■ STATED PROBLEM ■
Answer these questions using the article on Spatial Audio and Dolby Atmos below.
(a) In a Dolby Atmos listing such as 9.2.4, what does the third number count?
(b) In what year did stereoscopic sound become available for music fans to use in the home?
(c) What kind of audio was all recorded music when it was first recorded and played back in the late 1800s?

■ PAGE EXCERPT ■
○ ○ ○ ○
What is Spatial Audio and Dolby Atmos for Music (and why should you care)?

Sonos Era 300 speaker with Spatial Audio
The recently-announced Sonos Era 300 speaker features Spatial Audio technology.

Spatial Audio and Dolby Atmos have been in the news a lot recently, with new speakers, headphones and other gadgets designed to play audio in this new, more immersive format. But, what is it, how does it work, how can you listen to it, and why does it matter?

What Is Dolby Atmos for Music?

Technically, Dolby Atmos is just the next extension of surround sound. Where surround sound was five or seven speakers surrounding you, plus a subwoofer for bass, Dolby Atmos for Music also adds in upwards firing speakers (or, in a studio situation, in-ceiling speakers) to make sound come from above you.

When you see someone write about sound systems, they’ll often use terms like 2.1, 5.1, etc. The first number refers to the number of speakers at roughly the height of your ear, and the second number is the number of subwoofers, which are used for the deep bass tones. In Dolby Atmos, it’s often listed as 9.2.4 or 9.2.6. That third number is the number of upward-firing or in-ceiling speakers.

What is Spatial Audio?

Apple’s Spatial Audio builds on Dolby Atmos to add a directional element – not only are the instruments coming from left, right, behind and above, but they know where you are and stay in their place. So, if your iPad is playing a music video in Spatial and you turn your head, all the instruments stay where they are and shift in your ears as though it’s playing out loud. Spatial also builds on the object-based audio of Atmos to be a touch more immersive.

Why does that matter?

In some ways, it would not be hyperbole to say that this is the most important dimensional change to come to recorded music since stereoscopic sound was introduced in the mid-1900s.

When music first started being recorded and played back in the late 1800s, everything was mono: all the sound came from one audio channel, one speaker, going in one direction. It was a stunning innovation at the time, and there are still some cheaper headphones and sound systems that use mono audio, but it sounds one-dimensional. Some of the details get lost, and there aren’t as many things an artist can do with a song in mono beyond playing with the volume in the mix.

Stereoscopic sound was invented in the 1930s, firstly for film so that the voices could align with the actors on the screen, rather than just all coming from one side. Then, in 1958, it became something available for music fans to use in the home. There weren’t many records made for it yet then, and it was very expensive, but with time, it became the dominant standard. It’s hard to imagine music without stereo sound.
○ ○ ○ ○
■ DATASET ENTRIES ■
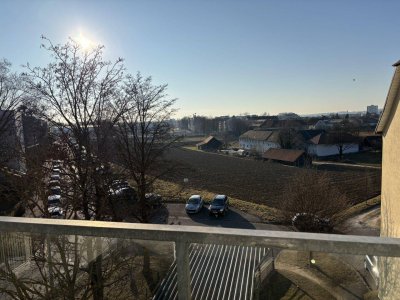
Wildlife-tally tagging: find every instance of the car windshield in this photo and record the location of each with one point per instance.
(193, 201)
(218, 201)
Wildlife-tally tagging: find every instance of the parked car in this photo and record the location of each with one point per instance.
(54, 183)
(371, 265)
(194, 204)
(56, 171)
(119, 183)
(56, 212)
(219, 205)
(54, 200)
(55, 177)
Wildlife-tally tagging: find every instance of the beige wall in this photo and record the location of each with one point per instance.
(390, 225)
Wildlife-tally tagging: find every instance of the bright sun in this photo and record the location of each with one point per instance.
(84, 42)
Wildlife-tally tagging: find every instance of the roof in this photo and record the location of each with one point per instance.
(392, 100)
(332, 138)
(275, 123)
(309, 134)
(261, 135)
(208, 140)
(288, 155)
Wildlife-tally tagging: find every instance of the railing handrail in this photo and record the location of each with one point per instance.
○ ○ ○ ○
■ SOLUTION FOR THIS TASK ■
(a) The number of upward-firing or in-ceiling speakers.
(b) 1958.
(c) Mono.